[Stored records]
Segment Open
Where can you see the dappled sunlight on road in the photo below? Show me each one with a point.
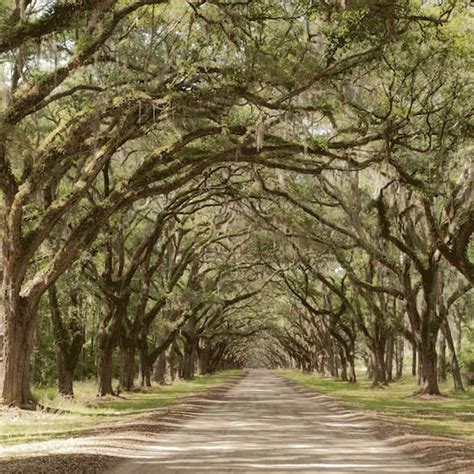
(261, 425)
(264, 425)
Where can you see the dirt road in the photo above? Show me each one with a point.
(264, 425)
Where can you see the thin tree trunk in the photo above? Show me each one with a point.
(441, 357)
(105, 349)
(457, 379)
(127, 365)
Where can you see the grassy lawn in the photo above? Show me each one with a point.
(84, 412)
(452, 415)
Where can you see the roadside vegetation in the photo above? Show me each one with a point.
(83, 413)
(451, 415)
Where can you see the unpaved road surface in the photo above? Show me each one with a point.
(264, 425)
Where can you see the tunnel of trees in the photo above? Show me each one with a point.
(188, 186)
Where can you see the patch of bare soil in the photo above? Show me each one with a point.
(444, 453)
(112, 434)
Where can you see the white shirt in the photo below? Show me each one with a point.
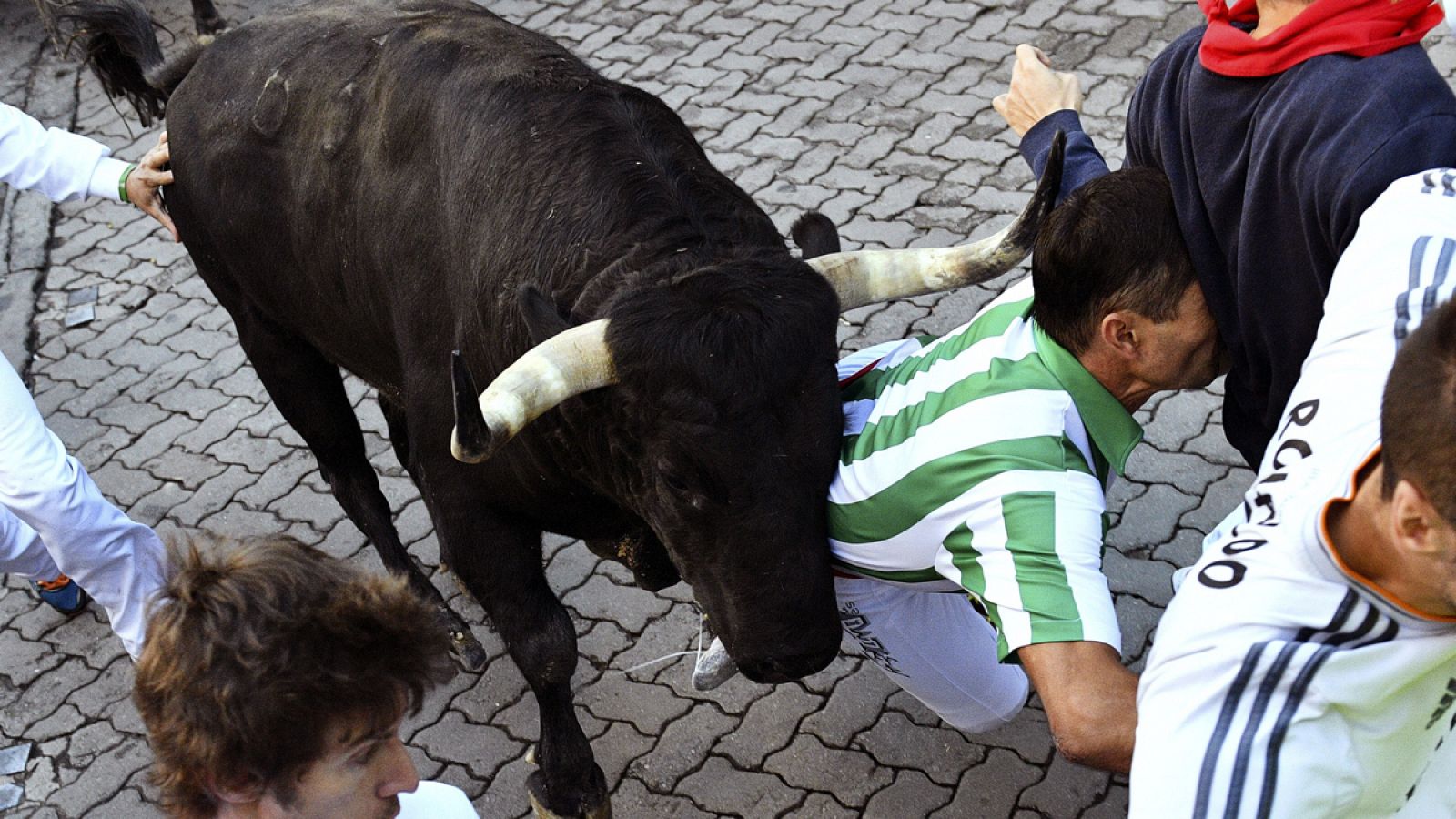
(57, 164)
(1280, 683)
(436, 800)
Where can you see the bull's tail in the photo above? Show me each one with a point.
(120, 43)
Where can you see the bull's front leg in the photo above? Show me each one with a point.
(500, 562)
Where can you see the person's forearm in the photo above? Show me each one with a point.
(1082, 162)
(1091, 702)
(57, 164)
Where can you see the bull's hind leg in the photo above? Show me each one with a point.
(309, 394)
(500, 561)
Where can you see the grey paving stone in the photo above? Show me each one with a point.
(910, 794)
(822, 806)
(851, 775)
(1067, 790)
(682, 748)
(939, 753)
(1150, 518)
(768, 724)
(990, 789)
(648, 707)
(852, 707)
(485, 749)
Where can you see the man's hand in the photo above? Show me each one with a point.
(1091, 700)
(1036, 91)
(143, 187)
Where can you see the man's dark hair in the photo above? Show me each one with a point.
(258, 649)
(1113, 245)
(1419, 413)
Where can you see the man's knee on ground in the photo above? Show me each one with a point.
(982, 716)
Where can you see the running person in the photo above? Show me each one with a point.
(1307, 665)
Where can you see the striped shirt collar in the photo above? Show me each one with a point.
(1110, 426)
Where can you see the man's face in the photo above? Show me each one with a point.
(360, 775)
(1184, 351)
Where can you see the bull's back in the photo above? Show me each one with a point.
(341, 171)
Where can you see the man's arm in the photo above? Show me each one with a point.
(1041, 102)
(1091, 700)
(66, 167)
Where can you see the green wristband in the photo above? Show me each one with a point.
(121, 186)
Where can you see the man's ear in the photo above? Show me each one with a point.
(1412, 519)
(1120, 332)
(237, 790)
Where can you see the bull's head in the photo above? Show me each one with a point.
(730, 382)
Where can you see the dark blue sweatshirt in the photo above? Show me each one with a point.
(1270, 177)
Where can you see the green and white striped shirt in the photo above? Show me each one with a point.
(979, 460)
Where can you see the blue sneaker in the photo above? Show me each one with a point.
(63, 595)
Segment Closed
Segment Open
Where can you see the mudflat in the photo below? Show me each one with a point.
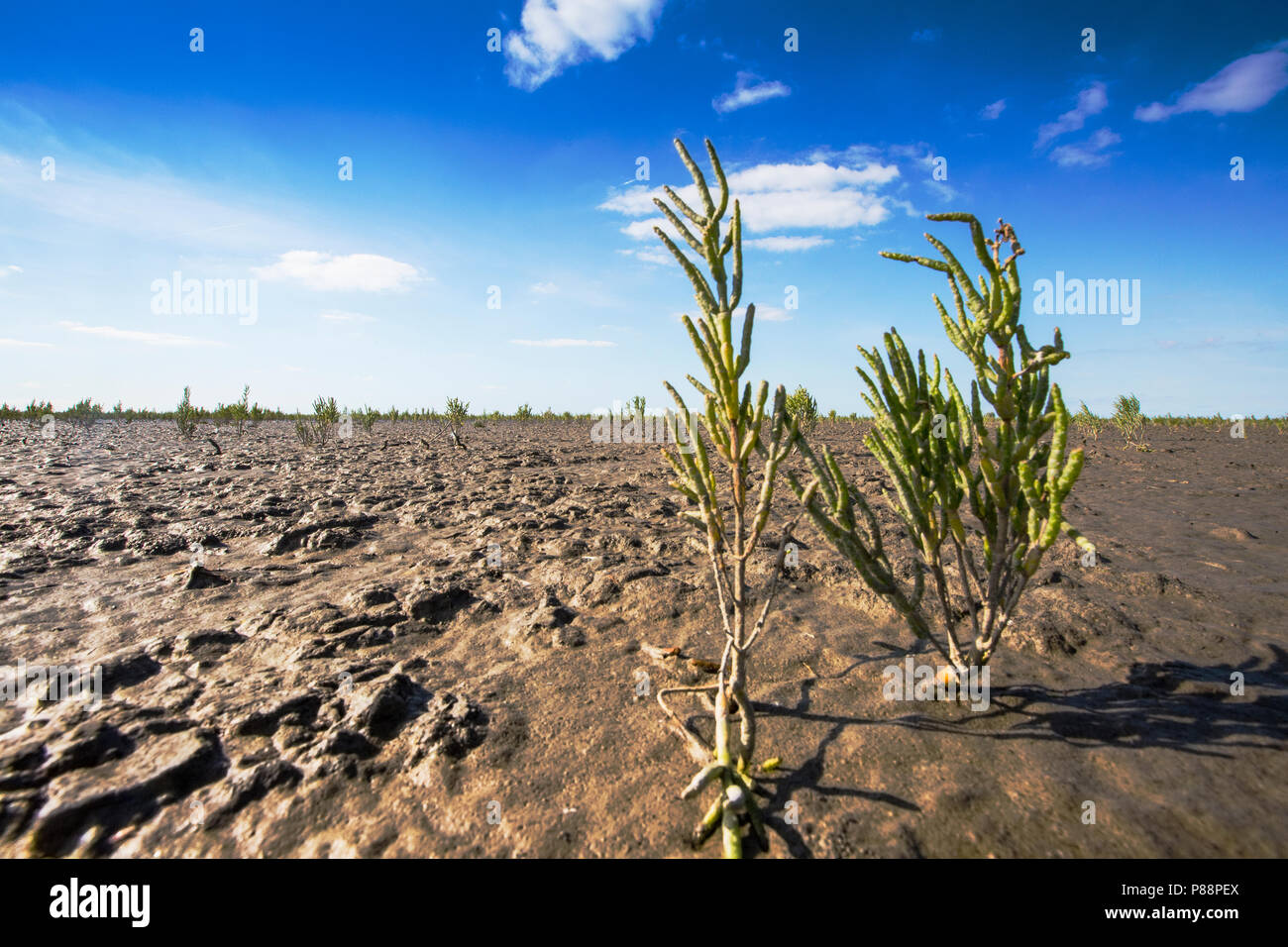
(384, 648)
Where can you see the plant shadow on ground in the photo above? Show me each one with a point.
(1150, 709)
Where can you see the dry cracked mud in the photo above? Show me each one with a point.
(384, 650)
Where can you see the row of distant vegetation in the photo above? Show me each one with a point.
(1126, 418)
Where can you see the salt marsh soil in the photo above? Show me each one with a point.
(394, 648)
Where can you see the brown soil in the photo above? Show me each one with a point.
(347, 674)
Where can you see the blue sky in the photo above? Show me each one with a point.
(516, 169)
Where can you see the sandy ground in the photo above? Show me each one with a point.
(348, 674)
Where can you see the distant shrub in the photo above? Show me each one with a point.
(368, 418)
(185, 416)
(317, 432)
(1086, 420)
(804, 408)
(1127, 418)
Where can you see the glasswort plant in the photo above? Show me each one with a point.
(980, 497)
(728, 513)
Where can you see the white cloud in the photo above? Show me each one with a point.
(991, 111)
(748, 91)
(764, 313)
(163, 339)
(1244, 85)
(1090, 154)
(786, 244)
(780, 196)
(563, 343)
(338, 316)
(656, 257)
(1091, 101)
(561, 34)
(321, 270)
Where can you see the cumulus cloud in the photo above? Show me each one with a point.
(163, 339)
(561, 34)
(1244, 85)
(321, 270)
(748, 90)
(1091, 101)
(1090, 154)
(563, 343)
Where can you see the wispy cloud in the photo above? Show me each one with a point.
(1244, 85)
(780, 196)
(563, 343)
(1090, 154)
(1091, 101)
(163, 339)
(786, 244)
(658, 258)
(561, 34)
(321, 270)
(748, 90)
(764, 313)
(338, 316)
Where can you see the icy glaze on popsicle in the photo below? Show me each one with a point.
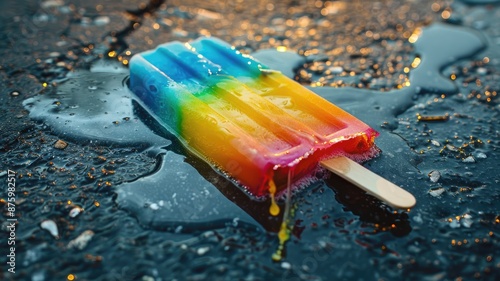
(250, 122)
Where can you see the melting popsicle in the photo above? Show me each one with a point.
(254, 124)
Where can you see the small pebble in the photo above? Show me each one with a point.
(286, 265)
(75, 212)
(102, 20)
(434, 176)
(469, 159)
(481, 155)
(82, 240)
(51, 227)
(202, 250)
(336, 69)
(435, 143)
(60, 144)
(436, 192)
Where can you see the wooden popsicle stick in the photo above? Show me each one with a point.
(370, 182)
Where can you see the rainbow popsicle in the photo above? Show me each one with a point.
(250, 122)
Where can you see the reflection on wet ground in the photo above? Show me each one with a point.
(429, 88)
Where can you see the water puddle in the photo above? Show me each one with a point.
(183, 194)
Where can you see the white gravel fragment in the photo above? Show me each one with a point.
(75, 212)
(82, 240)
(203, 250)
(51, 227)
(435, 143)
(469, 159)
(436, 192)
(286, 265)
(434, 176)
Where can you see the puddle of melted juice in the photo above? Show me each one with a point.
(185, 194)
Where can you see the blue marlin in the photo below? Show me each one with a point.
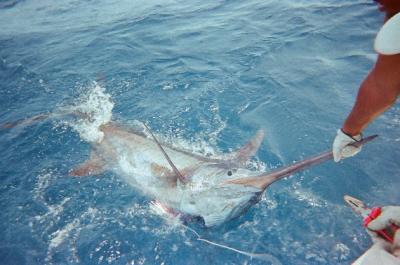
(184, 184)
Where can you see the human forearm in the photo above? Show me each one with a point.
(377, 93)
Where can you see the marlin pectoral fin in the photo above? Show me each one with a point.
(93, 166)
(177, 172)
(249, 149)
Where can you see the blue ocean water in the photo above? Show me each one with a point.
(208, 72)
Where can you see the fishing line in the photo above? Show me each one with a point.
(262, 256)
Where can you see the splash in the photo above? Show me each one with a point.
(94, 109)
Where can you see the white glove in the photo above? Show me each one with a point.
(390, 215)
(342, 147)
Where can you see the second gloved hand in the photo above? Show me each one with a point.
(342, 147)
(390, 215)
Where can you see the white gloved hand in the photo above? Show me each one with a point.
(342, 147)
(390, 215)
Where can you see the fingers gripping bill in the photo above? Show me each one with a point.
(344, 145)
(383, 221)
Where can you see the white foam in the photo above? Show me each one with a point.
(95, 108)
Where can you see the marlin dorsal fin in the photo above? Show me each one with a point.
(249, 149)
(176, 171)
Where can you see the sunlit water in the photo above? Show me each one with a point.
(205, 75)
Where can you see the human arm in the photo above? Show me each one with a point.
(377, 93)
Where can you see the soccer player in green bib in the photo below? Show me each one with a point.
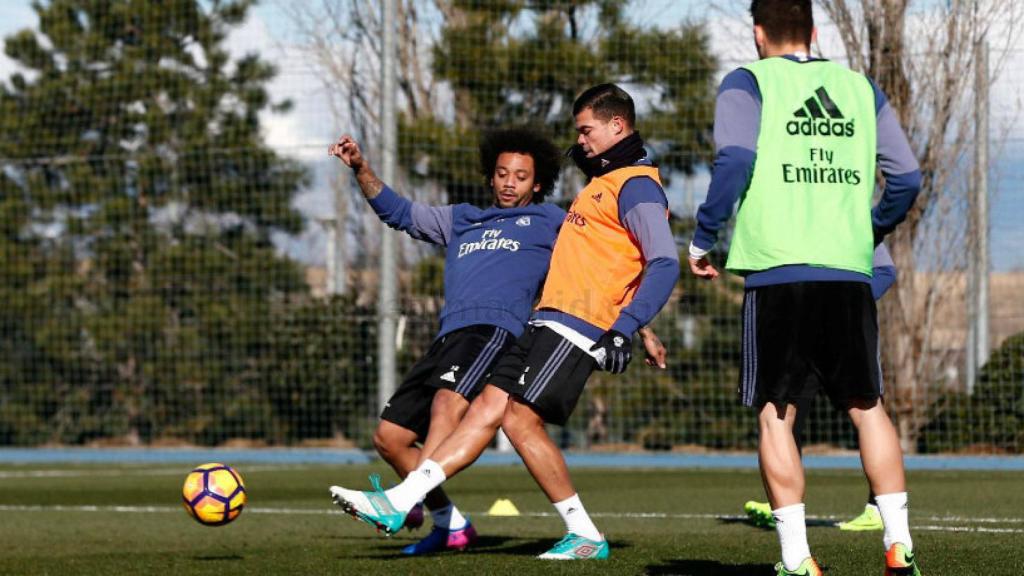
Segment Closed
Segment Open
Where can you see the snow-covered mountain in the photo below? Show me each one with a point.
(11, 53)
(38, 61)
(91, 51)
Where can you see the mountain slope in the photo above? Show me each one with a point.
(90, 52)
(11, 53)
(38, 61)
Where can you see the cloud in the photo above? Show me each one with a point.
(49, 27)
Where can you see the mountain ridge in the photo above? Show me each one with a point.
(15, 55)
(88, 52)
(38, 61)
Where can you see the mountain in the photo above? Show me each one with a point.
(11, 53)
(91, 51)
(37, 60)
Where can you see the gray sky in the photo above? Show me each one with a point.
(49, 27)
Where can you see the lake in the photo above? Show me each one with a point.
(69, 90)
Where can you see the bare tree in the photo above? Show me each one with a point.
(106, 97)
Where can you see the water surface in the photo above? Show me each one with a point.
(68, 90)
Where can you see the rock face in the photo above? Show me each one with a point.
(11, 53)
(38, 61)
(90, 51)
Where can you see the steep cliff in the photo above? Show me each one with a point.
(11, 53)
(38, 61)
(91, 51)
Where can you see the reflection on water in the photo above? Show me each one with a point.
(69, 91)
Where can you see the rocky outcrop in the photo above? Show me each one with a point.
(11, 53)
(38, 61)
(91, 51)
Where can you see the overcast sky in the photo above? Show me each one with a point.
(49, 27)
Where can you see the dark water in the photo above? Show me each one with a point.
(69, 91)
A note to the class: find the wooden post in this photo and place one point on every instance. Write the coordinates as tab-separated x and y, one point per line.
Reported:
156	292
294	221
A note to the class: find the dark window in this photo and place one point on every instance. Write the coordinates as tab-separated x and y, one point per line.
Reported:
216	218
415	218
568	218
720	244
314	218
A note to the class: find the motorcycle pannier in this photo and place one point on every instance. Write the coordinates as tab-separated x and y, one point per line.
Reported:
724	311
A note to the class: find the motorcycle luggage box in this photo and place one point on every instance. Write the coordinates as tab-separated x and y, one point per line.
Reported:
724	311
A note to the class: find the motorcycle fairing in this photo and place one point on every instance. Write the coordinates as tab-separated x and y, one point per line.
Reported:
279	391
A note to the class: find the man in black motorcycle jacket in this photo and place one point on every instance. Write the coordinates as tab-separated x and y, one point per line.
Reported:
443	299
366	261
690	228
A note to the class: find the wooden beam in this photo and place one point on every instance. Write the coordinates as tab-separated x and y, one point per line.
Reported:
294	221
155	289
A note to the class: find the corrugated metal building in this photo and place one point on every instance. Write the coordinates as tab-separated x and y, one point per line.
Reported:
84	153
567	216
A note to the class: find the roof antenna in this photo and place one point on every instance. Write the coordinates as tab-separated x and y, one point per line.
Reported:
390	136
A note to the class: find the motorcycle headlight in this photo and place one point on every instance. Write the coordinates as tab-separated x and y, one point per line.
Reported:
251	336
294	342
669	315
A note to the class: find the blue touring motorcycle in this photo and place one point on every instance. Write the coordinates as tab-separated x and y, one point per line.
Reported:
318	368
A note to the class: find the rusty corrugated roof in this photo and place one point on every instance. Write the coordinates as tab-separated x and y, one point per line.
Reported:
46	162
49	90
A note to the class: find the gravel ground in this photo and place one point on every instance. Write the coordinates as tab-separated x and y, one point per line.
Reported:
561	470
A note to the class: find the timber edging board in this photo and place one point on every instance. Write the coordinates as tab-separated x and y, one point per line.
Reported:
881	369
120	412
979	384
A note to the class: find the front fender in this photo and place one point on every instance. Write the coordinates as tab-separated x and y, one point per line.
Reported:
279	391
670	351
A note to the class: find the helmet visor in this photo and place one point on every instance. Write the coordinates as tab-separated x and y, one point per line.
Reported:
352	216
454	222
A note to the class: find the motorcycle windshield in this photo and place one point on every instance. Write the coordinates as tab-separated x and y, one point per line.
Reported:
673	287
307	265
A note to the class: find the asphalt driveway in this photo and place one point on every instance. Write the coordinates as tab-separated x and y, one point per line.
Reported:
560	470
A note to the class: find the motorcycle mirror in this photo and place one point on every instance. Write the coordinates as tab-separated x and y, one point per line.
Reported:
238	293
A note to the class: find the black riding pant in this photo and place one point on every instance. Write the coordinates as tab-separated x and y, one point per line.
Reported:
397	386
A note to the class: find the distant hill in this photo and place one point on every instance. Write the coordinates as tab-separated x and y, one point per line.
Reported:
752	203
Segment Closed
• Work request
Which of the lines above carry the string "black"? Copy every one.

• Result for this exercise
A note to the class: find the man in black motorcycle jacket in this photo and place one point on every instance. Write the coordinates as tab-separated x and y, one point per line.
A note to the class: find the black riding pant in this photo and place one point on every instance. Write the coordinates as tab-separated x and y, one point per line.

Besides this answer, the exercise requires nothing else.